To-do list
(A) In the Springhouse article, list the equipment named for ventilating, heating and cooling the house.
(B) Please duplicate everything in the Springhouse article from "Springhouse has a double-stud" down to "and hits R-100.".

Page extract
----------
August 16, 2017

Hooray for Double Standards: Passive House + LEED Platinum in Quebec

  • A view of the beautiful Springhouse, which is both Passive House and LEED Platinum certified. Photo credit: Construction Rocket Inc.

Sarah Cobb and William Murray of Construction Rocket Inc. are dedicated to bringing about radical change in the building industry. As Passive House Certified Builders, they are committed to ensuring energy performance, even in harsh, challenging climates. And their recently completed Springhouse in Abercorn, Quebec, proves that Passive House design and construction doesn’t have to compromise anything: in addition to being Passive House certified, Springhouse has also achieved LEED Platinum certification, and – just for good measure – is also an example of beautiful, compelling architecture.

LEED Platinum and Passive House, Designed in Tandem

When she talks about the performance of a typical home, Sarah uses the metaphor of a parked car idling on a hot summer day: as the car’s occupants sit in the comfort of an air-conditioned interior, the motor pumps more heat (and CO2) into the hot summer air. By going Passive, this waste can be eliminated, or at least dramatically reduced – bringing huge cost savings to occupants while lightening the environmental footprint of buildings.

But for Sarah and Will, even the amazing performance of Passive House wasn’t enough. The choice to seek both Passive House and LEED Platinum certification is reflective of their holistic, sensitive approach to design. Passive House standards do the heavy lifting of reducing building energy loads and cutting back on the emissions associated with space conditioning, but the responsibility of material choice is left to the designer. Taking a holistic approach to occupant and environmental health above and beyond energy performance is a point of focus for 475, and why we take such a strong stand against the use of spray polyurethane foam insulation. So we really identify with Cobb’s decision to pursue LEED Platinum to advance these goals, and to build the absolute best possible standards.

Which isn’t to say that achieving Passive House standards was easy: Abercorn is a pretty punishing climate, with cold, dry winters, and hot, humid summers. It was necessary to design an envelope with the responsiveness and flexibility to deal with wide climatic fluctuations – an ideal task for the Pro Clima system.

Springhouse design specifications: Responsible High-Performance, Intelligently Designed

Springhouse has a double-stud wood wall construction, fitted with 17” of dense-pack cellulose insulation. Cobb and Murray chose vapor-intelligent INTELLO PLUS membrane as the interior air barrier, fitted with a 1.5” service cavity, which will help ensure the longevity of the membrane, behind the drywall. SOLITEX MENTO 1000 serves as the building’s exterior air barrier and WRB, and was fitted with 1.5” fiberboard, double furring strips, and vertical hemlock siding. This wall assembly achieves a total insulation value of R-69. The roof assembly, which consists of raised-heel trusses, includes 27″ of cellulose insulation and hits R-100.

For ventilation, HRV units ensure a constant supply of fresh air, while also drastically reducing the amount of energy needed to condition the interior environment. To further reduce the energy demand, they coupled this HRV with a geothermal loop (250′ glycol line, running seven feet underground) and two mini-split heat pumps to efficiently meet the building’s (low) energy demand.
----------
Dataset entries
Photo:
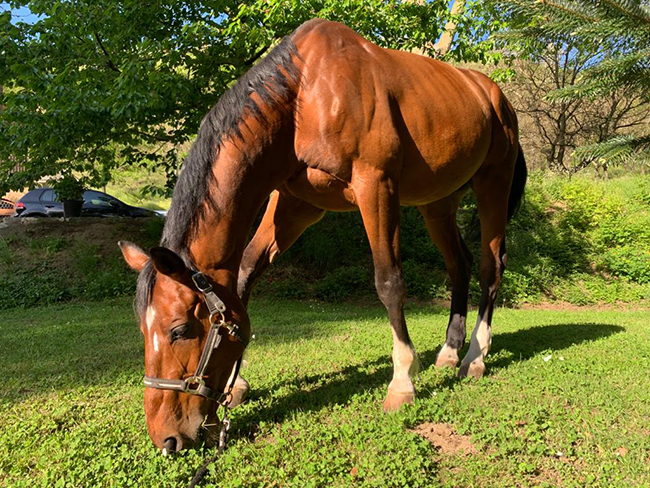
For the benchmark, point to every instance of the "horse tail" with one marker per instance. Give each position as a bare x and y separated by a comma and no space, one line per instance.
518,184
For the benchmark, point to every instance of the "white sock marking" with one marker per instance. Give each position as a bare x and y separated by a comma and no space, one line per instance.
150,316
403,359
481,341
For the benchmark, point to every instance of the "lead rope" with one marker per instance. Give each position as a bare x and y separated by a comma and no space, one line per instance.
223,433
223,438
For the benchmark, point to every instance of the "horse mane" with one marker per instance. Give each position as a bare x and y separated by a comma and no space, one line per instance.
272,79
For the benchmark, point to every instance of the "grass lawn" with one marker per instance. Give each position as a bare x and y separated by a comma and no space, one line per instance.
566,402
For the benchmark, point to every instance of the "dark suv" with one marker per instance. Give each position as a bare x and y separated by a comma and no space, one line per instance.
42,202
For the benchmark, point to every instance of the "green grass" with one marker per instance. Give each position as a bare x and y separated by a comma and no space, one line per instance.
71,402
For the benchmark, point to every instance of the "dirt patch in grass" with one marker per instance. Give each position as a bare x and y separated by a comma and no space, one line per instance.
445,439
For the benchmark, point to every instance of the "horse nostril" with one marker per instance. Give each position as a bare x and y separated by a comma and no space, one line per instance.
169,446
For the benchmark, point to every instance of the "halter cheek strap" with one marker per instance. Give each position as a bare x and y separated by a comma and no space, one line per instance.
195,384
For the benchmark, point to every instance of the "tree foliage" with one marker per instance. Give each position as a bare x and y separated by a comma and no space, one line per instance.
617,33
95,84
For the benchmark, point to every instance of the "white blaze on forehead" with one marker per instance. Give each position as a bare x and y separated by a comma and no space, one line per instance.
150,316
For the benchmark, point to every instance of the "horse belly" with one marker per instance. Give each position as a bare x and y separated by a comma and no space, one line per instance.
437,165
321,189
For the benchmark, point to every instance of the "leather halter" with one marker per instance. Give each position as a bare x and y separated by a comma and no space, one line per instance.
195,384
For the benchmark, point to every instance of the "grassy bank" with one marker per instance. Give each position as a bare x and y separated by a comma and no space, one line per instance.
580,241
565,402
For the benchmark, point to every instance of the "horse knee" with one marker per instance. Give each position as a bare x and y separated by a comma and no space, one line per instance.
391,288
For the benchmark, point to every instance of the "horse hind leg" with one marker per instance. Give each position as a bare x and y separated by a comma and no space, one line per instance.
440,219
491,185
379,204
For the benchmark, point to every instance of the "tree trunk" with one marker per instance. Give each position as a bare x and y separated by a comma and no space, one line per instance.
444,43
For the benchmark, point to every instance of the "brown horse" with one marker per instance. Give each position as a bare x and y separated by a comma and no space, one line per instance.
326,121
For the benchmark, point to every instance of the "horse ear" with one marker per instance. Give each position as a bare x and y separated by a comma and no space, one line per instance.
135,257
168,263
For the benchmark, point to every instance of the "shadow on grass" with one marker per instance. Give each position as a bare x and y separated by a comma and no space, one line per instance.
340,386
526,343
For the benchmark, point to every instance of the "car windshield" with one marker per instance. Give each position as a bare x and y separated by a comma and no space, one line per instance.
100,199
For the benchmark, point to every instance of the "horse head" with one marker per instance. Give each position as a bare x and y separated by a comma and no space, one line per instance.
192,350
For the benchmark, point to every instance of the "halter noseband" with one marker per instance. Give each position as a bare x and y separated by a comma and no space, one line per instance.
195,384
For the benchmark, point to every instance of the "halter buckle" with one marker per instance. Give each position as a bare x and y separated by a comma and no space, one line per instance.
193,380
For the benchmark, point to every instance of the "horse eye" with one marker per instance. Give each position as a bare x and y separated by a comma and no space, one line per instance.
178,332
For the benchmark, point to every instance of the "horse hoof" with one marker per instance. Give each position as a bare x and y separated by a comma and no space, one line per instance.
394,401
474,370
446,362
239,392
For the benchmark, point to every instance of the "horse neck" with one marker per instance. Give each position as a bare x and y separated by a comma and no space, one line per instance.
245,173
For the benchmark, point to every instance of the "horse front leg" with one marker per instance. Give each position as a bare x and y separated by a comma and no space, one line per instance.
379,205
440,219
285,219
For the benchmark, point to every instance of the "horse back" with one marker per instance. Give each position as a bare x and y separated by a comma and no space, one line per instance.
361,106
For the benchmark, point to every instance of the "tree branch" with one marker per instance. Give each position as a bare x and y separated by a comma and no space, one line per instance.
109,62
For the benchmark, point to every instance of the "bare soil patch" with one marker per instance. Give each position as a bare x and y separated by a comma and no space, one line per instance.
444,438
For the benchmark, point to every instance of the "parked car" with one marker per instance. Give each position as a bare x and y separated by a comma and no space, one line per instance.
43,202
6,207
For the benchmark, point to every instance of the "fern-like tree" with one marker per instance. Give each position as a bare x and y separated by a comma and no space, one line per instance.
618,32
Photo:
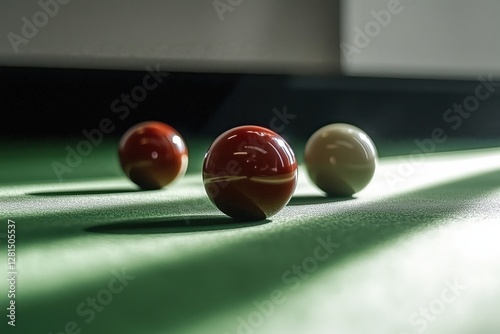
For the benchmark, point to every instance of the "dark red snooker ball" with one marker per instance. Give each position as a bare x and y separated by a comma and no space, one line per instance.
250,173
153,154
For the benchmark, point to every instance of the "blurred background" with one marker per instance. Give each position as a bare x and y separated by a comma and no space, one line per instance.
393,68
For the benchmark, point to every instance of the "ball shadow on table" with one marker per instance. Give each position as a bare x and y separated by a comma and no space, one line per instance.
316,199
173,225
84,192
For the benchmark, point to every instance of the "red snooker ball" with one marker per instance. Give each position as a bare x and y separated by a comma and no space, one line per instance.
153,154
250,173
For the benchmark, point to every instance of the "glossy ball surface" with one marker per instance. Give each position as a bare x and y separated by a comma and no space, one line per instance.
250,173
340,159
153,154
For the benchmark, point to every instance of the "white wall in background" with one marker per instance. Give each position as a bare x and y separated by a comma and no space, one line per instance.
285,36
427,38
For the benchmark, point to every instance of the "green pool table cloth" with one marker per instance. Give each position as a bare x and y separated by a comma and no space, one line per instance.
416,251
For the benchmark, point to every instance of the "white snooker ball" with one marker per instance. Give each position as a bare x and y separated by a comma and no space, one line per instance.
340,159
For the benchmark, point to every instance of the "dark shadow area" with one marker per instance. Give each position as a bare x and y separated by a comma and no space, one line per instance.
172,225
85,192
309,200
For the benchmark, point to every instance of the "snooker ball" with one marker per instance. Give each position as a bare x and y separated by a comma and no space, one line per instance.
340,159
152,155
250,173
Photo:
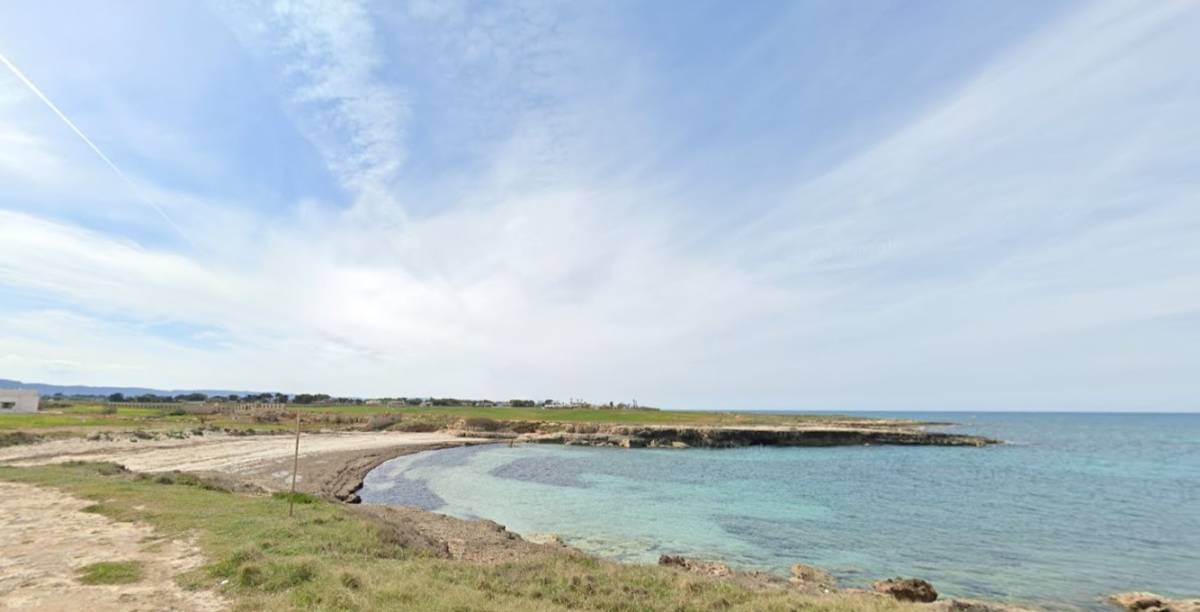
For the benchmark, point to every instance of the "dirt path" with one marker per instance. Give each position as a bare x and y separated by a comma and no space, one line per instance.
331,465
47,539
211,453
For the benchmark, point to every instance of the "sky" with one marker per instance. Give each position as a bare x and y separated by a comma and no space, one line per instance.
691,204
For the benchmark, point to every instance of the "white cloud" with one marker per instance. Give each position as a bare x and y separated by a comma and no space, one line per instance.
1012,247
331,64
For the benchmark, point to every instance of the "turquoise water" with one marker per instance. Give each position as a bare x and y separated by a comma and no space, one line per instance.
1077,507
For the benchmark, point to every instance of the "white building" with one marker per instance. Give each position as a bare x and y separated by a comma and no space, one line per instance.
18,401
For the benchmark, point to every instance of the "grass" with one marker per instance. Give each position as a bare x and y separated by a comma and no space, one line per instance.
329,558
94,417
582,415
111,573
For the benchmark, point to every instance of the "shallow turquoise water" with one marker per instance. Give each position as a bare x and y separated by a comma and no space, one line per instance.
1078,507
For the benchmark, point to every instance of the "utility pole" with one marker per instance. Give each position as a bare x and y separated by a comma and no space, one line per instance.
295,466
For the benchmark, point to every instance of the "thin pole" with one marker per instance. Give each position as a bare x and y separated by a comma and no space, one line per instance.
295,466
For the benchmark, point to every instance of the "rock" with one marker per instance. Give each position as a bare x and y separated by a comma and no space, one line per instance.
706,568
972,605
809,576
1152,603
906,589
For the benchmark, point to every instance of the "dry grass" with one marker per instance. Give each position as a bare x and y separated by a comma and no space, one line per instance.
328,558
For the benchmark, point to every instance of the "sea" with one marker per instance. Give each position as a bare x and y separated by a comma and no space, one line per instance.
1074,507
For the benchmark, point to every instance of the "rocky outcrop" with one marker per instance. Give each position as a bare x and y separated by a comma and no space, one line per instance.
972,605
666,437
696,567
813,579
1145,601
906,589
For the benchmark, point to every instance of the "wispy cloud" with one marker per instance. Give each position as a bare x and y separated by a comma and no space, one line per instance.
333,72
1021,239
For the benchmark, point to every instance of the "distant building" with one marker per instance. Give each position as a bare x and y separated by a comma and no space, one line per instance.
----------
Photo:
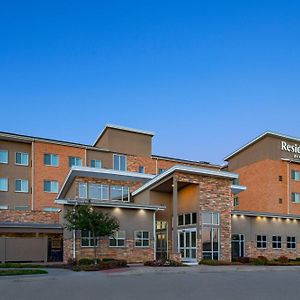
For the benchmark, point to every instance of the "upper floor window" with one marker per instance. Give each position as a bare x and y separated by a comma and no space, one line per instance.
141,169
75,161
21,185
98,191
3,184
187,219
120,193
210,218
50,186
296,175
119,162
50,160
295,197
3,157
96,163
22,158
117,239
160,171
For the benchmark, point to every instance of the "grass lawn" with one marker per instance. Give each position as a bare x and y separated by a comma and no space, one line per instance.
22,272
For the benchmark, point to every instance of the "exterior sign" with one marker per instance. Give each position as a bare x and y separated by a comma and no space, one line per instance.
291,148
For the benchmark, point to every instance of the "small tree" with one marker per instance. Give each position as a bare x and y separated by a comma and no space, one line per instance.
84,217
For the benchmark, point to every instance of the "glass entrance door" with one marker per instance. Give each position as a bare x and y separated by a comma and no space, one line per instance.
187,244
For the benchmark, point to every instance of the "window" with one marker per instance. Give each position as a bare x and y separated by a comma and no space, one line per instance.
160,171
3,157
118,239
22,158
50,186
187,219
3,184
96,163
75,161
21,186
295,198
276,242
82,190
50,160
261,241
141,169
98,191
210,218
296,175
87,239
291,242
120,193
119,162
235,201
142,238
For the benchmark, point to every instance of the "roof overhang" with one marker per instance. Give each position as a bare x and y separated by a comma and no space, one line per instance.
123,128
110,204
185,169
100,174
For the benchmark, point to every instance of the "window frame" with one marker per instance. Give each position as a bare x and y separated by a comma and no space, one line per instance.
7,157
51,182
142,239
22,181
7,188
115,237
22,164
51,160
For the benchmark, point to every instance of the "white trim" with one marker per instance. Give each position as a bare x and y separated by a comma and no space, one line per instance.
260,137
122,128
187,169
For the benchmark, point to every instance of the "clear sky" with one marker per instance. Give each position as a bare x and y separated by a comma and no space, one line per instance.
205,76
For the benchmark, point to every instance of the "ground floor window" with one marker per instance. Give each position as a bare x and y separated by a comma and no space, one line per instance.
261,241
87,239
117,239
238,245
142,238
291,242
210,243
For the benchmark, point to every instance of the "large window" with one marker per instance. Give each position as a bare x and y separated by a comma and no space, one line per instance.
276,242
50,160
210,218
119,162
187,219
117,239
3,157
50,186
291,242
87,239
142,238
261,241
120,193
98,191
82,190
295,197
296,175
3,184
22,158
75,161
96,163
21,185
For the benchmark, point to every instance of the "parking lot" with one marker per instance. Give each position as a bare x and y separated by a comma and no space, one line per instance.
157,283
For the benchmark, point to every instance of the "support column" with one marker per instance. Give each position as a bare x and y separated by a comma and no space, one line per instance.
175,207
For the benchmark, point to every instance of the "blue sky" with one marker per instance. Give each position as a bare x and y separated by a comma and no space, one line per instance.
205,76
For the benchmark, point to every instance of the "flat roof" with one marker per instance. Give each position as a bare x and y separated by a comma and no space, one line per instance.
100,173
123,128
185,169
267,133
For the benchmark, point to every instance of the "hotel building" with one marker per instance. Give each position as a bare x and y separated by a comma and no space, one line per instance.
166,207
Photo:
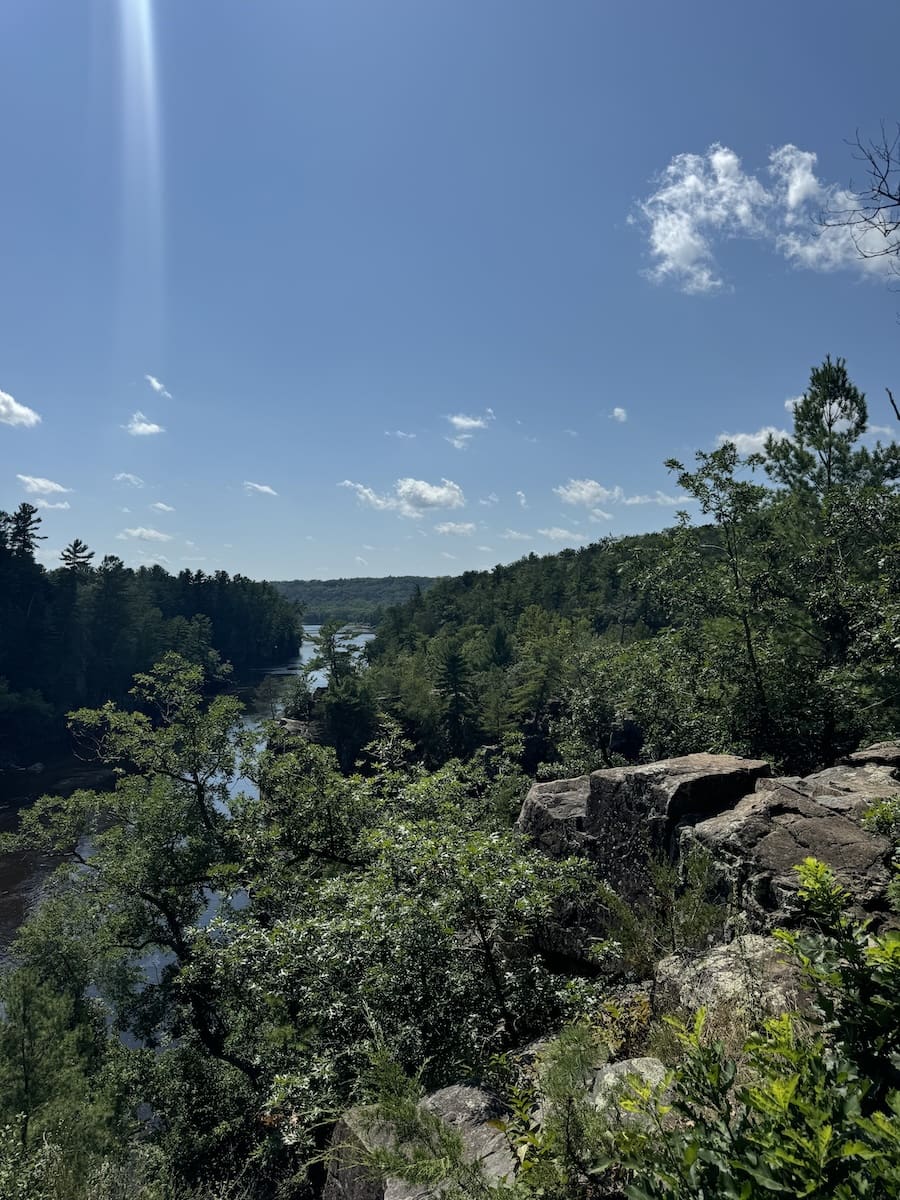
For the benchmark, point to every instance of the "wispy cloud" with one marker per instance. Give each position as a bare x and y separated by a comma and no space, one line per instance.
----------
Solution list
(A)
- HRV units
- a geothermal loop (250′ glycol line, running seven feet underground)
- two mini-split heat pumps

(B)
Springhouse has a double-stud wood wall construction, fitted with 17” of dense-pack cellulose insulation. Cobb and Murray chose vapor-intelligent INTELLO PLUS membrane as the interior air barrier, fitted with a 1.5” service cavity, which will help ensure the longevity of the membrane, behind the drywall. SOLITEX MENTO 1000 serves as the building’s exterior air barrier and WRB, and was fitted with 1.5” fiberboard, double furring strips, and vertical hemlock siding. This wall assembly achieves a total insulation value of R-69. The roof assembly, which consists of raised-heel trusses, includes 27″ of cellulose insulation and hits R-100.